WHAT IS BEING ASKED> Identify every line of the listing below that contains the string "petal", and copy each such line in full.

GIVEN DATA>
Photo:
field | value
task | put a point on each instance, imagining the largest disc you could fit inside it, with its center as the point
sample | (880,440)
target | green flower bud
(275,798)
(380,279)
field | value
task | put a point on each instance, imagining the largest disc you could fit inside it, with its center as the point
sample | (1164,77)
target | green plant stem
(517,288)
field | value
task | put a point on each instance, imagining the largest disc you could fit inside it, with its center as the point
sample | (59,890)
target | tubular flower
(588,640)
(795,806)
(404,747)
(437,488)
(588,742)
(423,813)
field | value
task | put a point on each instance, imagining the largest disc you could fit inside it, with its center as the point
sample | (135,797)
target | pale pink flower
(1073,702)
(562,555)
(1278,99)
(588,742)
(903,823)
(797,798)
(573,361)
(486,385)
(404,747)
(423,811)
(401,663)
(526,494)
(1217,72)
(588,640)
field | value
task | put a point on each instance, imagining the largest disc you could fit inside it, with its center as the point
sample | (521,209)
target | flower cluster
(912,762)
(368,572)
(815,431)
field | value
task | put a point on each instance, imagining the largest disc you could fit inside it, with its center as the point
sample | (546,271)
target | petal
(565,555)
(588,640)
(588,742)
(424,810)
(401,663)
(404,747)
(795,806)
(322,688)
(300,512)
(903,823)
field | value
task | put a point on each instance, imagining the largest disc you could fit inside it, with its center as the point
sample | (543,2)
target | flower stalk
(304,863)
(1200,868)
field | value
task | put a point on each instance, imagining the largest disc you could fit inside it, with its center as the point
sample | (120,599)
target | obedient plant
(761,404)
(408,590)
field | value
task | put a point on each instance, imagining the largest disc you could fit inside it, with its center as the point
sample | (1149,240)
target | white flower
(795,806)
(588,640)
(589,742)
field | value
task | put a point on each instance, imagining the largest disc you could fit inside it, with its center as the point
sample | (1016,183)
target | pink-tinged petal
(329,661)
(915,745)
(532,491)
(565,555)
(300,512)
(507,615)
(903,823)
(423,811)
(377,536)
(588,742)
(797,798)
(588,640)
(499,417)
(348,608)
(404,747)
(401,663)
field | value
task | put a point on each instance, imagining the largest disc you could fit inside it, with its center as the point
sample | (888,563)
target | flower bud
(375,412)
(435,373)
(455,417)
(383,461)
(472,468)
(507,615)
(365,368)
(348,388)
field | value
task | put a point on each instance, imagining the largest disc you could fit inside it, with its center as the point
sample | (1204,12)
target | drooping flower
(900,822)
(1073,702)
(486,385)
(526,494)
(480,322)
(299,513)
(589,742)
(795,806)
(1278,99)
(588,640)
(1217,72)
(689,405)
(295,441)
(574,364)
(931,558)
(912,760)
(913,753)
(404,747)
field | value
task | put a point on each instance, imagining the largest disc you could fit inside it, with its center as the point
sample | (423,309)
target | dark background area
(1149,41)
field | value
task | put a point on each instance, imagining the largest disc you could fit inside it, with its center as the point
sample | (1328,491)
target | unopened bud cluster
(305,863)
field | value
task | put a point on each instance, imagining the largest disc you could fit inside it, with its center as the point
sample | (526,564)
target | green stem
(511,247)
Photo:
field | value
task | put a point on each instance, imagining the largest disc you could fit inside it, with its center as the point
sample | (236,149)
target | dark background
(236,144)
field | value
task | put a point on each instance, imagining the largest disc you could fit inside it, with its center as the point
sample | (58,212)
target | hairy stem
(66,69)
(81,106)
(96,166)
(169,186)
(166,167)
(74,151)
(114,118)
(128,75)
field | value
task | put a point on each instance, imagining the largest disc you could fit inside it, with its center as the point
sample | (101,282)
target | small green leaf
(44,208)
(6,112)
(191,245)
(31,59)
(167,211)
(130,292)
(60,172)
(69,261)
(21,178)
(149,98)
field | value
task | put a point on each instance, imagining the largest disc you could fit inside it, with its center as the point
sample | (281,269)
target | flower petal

...

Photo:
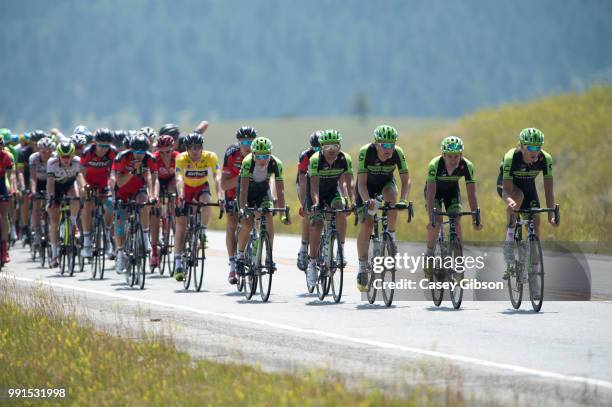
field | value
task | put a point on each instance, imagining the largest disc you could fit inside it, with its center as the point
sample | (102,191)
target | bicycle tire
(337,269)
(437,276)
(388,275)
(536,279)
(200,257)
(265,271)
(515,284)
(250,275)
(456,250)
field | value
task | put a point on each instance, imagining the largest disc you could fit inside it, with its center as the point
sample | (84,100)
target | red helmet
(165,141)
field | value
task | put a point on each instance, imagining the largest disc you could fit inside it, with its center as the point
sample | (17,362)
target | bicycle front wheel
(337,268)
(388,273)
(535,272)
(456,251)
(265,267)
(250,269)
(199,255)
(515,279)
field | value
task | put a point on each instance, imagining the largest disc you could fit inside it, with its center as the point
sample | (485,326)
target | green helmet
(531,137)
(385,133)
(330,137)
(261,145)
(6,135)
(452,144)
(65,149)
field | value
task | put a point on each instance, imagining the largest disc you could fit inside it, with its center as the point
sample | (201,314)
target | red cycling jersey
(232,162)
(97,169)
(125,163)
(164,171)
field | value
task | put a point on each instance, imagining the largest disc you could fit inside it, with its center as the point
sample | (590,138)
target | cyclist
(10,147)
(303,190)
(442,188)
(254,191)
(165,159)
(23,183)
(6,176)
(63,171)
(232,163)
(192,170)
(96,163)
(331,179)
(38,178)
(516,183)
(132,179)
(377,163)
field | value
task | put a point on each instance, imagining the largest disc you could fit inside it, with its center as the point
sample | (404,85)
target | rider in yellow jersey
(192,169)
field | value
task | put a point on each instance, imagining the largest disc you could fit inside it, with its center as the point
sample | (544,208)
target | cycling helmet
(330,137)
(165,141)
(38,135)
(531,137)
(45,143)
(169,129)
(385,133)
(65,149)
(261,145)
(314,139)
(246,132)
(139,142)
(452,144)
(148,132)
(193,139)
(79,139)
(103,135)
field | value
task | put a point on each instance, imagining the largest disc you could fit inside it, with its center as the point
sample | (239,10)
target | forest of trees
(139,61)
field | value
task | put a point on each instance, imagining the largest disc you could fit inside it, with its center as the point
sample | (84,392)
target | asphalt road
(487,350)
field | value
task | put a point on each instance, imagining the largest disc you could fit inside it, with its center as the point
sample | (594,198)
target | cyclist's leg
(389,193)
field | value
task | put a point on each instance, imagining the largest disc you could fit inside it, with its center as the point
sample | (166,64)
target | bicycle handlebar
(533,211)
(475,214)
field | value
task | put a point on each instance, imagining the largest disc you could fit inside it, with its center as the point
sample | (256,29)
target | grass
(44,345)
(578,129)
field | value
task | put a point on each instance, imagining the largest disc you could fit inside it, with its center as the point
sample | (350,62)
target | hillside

ANSWER BELOW>
target | petal
target | pink-tinged petal
target | flower petal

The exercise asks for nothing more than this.